WHAT YOU HAVE TO DO> Return exactly the final stretch of the records below, opening with the line that contains "Expected: one point per instance of the wooden floor, reported" and closing with the last line.

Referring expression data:
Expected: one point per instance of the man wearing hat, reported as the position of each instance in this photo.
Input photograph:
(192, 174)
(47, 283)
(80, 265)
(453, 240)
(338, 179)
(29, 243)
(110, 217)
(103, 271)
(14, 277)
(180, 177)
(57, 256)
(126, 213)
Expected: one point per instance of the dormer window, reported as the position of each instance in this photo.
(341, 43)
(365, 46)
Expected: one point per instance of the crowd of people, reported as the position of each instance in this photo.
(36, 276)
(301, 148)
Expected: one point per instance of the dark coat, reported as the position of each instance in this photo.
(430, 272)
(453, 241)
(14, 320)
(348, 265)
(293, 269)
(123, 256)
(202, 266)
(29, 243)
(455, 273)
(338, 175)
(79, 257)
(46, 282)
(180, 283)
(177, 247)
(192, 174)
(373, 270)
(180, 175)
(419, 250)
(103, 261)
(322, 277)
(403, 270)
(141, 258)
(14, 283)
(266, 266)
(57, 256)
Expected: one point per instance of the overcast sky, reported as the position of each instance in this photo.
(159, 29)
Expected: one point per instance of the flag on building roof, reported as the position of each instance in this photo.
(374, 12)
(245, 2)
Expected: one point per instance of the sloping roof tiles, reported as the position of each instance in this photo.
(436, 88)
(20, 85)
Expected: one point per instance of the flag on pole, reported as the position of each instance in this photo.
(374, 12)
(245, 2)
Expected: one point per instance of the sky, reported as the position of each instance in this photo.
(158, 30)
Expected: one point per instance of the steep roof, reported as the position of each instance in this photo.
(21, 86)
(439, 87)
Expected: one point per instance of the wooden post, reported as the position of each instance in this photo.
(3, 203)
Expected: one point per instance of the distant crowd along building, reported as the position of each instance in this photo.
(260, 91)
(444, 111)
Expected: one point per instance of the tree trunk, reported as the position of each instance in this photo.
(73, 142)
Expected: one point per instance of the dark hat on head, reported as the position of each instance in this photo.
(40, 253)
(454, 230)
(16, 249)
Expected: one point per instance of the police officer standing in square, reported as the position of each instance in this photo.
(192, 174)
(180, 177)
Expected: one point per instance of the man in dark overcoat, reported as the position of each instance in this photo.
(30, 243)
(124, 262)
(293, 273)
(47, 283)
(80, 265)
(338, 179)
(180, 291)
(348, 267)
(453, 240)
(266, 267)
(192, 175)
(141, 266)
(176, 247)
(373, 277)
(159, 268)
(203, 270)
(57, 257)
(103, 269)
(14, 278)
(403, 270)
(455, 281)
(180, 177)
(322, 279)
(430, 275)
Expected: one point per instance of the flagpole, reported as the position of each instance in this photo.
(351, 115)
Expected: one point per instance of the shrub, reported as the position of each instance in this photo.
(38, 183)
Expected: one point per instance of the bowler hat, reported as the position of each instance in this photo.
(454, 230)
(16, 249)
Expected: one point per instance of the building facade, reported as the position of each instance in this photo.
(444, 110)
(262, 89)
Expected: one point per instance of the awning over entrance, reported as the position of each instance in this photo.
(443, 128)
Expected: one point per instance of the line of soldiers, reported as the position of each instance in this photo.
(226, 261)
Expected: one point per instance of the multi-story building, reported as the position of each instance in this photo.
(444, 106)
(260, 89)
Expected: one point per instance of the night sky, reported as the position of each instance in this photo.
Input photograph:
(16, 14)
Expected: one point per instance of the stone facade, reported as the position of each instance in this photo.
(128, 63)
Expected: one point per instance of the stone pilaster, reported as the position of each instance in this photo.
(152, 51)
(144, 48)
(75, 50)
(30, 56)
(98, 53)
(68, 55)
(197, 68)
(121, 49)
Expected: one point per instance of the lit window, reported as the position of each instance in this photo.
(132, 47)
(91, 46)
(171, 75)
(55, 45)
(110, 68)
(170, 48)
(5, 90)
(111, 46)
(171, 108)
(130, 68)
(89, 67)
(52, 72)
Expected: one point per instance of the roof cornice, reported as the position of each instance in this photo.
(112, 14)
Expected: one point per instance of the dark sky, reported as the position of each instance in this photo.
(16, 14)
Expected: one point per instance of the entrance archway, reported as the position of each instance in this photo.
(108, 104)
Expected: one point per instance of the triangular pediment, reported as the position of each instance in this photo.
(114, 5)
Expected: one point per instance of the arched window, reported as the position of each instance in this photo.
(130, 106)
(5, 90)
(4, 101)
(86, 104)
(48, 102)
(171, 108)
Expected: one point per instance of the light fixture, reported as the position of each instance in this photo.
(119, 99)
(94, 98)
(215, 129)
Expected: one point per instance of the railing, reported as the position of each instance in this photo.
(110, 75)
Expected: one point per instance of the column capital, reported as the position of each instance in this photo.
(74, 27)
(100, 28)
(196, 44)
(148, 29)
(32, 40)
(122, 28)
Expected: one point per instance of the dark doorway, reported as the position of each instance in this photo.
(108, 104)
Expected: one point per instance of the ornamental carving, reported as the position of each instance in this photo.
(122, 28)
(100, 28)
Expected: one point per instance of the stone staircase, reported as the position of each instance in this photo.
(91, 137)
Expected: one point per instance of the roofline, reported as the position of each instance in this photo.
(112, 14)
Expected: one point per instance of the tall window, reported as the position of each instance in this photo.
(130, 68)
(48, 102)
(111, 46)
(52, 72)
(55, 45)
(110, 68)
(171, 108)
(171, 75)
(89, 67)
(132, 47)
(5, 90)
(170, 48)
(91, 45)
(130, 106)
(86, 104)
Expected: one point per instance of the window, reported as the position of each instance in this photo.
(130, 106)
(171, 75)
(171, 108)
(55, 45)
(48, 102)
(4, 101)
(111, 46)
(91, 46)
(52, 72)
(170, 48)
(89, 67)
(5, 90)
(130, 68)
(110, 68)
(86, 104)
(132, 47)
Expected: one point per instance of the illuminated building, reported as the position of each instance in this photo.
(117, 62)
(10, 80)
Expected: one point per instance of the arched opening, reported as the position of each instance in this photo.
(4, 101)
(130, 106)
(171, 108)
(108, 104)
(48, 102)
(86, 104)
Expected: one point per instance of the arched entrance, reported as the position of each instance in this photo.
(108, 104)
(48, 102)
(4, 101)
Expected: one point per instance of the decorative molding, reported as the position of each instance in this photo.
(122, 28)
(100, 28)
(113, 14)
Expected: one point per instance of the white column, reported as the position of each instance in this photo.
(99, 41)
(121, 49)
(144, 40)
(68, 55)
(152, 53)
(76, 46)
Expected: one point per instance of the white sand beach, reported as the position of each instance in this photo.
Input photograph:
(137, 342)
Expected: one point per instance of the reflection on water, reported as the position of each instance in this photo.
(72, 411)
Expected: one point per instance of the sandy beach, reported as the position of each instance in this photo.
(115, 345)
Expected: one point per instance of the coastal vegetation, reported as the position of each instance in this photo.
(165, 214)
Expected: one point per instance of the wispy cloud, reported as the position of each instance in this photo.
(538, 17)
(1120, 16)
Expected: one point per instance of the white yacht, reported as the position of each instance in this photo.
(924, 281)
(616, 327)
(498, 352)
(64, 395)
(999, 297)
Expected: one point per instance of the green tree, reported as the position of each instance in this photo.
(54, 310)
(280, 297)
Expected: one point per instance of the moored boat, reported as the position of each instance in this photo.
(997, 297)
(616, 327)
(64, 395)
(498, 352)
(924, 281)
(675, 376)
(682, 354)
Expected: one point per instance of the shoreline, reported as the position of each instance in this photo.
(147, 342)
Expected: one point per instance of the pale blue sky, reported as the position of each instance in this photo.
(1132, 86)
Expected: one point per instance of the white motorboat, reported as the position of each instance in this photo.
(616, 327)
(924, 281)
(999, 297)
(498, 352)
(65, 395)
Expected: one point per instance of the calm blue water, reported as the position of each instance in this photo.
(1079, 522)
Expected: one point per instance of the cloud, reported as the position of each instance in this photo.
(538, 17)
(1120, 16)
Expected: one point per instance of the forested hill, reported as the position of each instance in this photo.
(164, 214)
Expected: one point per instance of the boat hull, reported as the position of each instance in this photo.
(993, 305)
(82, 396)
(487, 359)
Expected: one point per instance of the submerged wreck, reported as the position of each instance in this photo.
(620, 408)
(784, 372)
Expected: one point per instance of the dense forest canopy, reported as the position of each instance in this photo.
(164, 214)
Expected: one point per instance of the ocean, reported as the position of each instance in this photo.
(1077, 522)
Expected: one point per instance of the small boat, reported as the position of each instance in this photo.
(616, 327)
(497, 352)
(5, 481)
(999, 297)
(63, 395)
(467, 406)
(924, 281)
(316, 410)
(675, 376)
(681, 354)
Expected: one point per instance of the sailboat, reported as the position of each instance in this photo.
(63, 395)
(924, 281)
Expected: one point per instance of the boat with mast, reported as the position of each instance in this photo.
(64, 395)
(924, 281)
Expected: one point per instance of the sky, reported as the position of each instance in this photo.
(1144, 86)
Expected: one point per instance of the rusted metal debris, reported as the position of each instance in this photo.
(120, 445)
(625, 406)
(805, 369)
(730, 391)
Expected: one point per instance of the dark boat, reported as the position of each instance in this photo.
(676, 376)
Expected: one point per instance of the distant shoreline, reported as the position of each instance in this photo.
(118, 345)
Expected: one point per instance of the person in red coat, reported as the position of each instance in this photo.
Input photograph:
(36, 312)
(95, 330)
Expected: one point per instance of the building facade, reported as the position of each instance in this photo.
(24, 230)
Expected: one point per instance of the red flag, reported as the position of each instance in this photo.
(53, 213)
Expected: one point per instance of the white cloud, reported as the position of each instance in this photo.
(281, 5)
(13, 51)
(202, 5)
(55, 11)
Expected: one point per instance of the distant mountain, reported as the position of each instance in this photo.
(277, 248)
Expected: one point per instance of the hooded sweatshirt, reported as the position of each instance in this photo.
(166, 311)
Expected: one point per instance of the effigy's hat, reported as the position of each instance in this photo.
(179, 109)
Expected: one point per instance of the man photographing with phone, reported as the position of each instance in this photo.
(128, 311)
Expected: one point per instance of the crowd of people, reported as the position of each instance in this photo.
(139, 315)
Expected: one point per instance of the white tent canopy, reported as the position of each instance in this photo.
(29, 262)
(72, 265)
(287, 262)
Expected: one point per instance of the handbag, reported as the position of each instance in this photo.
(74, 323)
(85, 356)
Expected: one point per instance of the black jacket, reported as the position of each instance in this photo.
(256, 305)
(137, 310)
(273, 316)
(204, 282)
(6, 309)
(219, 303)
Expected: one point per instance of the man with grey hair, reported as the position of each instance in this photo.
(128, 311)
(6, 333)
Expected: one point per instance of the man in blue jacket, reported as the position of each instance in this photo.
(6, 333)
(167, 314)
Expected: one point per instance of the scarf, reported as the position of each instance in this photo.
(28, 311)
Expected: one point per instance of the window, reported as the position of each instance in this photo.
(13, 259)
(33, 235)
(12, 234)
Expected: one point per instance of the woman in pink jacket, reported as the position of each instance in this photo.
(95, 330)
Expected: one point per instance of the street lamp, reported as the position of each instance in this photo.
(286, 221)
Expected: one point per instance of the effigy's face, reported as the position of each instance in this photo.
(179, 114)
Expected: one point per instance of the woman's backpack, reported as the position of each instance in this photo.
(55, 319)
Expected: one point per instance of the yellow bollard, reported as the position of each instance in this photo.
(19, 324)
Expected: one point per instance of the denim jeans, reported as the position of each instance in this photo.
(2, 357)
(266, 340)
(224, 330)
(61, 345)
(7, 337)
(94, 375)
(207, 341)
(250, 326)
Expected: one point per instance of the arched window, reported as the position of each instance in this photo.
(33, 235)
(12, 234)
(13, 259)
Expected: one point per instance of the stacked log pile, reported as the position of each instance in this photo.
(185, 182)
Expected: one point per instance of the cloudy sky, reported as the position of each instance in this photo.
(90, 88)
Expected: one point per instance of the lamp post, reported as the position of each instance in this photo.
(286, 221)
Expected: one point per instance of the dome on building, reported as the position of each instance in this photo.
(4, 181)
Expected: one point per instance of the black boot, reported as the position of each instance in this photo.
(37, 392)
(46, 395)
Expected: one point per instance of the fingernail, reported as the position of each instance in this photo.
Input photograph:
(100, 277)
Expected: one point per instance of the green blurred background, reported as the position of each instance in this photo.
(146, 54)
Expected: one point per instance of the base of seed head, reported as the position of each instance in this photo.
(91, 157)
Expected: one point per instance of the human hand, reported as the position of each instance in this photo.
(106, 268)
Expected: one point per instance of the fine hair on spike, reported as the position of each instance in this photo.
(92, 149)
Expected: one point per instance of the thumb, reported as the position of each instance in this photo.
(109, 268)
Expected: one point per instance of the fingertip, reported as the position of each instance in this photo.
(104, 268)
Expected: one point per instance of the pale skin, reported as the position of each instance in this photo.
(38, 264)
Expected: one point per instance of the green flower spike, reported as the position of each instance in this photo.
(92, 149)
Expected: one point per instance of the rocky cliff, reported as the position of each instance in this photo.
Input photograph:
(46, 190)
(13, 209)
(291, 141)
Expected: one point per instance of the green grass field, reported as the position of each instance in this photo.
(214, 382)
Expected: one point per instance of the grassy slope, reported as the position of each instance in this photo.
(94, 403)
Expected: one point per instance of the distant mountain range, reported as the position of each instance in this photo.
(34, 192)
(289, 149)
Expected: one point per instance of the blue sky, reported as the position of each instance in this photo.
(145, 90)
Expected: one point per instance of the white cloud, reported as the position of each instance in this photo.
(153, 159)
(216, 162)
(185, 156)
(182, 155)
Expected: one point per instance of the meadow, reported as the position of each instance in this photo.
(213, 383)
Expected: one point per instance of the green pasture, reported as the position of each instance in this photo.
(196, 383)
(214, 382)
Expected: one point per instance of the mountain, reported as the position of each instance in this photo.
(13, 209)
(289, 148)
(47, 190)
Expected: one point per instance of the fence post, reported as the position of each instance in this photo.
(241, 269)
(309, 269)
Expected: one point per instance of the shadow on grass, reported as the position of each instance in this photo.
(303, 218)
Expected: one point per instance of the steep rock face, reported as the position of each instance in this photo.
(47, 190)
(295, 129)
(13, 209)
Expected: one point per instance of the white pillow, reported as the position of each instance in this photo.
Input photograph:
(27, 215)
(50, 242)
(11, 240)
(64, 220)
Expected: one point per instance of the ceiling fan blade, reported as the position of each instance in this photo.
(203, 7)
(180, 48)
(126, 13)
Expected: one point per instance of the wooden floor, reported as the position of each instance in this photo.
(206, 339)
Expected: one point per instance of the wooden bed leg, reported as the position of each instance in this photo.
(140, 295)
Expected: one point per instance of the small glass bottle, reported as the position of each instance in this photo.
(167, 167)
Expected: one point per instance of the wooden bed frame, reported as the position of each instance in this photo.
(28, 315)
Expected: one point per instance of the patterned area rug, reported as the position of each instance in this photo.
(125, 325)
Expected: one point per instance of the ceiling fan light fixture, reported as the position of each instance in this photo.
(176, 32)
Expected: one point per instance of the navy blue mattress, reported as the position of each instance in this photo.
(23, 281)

ANSWER TO THIS TASK>
Expected: one point per instance of the wooden floor, reported as the position of each instance in this photo.
(206, 339)
Expected: one point per instance of the wooden bed leg, reported as the position of each instance in this photo.
(140, 295)
Expected: one point per instance of the small glass bottle, reported as the position of each instance in this photo.
(167, 167)
Expected: one point per instance of the wooden bed frame, reported as the position of each instance in this photo.
(28, 315)
Expected: one point per instance of the patterned area rug, reported as the position of each instance in this photo.
(125, 325)
Expected: one point per instance of the ceiling fan light fixture, reported as the position of each instance in this photo.
(176, 32)
Expected: one point per instance of the navy blue mattress, reported as the position of each instance in this photo.
(23, 281)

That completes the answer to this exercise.